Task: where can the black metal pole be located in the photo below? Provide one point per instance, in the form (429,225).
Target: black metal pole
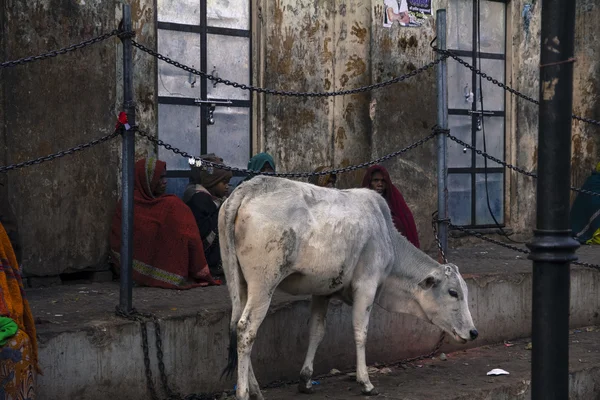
(553,248)
(127,176)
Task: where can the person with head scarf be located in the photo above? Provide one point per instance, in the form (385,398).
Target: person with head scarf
(167,248)
(378,179)
(204,195)
(327,180)
(585,212)
(18,342)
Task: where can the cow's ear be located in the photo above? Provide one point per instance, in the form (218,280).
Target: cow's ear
(428,282)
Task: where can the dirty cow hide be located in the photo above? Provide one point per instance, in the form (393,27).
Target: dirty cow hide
(328,243)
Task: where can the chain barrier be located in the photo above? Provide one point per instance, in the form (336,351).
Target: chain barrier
(201,162)
(514,248)
(65,50)
(143,317)
(507,88)
(275,92)
(60,154)
(510,166)
(434,222)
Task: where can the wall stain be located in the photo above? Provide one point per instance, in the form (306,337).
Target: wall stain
(340,137)
(359,31)
(344,80)
(355,66)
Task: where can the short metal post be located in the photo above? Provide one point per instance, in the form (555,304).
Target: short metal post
(442,122)
(553,248)
(128,164)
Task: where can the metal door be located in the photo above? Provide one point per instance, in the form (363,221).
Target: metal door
(195,114)
(477,33)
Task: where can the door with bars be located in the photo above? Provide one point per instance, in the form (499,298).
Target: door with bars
(196,114)
(476,112)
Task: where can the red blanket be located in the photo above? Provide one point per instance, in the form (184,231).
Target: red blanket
(167,249)
(401,215)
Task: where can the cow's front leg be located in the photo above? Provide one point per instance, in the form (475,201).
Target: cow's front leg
(318,315)
(255,393)
(361,311)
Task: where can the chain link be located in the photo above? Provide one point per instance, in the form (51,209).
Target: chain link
(175,150)
(434,223)
(60,154)
(507,88)
(65,50)
(510,166)
(143,318)
(515,248)
(256,89)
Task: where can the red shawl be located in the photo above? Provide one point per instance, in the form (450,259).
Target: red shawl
(167,249)
(401,215)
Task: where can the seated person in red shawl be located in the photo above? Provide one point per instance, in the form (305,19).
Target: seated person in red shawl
(378,179)
(204,195)
(167,249)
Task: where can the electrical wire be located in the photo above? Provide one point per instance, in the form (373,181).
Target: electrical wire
(485,161)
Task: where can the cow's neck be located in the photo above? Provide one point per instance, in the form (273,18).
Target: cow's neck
(411,264)
(398,291)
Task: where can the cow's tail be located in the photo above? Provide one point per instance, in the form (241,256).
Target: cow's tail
(233,273)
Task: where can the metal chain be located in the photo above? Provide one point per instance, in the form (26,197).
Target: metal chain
(142,318)
(510,166)
(60,154)
(175,150)
(64,50)
(256,89)
(434,222)
(507,88)
(515,248)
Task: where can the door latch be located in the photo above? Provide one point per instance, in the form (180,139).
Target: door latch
(212,104)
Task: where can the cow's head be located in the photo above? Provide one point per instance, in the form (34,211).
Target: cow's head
(443,296)
(440,298)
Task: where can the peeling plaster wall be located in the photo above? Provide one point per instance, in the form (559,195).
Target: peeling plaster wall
(405,112)
(312,46)
(586,97)
(64,207)
(320,46)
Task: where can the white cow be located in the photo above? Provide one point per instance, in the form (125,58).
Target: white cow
(304,239)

──────────

ABOUT THIS EXERCISE: Your answer should hold the line with "Target: metal chain" and each line after it to the end of the data, retyped exactly. Include no other lines.

SOLUTION TO THIS PROBLEM:
Target: metal chain
(142,318)
(510,166)
(60,154)
(175,150)
(64,50)
(256,89)
(434,222)
(507,88)
(515,248)
Task: where can the door latch be located in the photo above? Provide one point per instance, in the form (180,139).
Target: door latch
(212,104)
Task: where can the cow's head be located in the photo above? Provide one point per instance, in the form (34,211).
Target: cow's head
(443,296)
(440,298)
Task: where can the peeling plaster wall be located in the photo above? Provide one point per instance, in the form (559,195).
Target: peeling plaster wall
(405,112)
(312,46)
(586,97)
(64,207)
(320,46)
Task: where can the white cow be located in the photo above? Provide one point per instance, in the form (125,58).
Target: white cow
(304,239)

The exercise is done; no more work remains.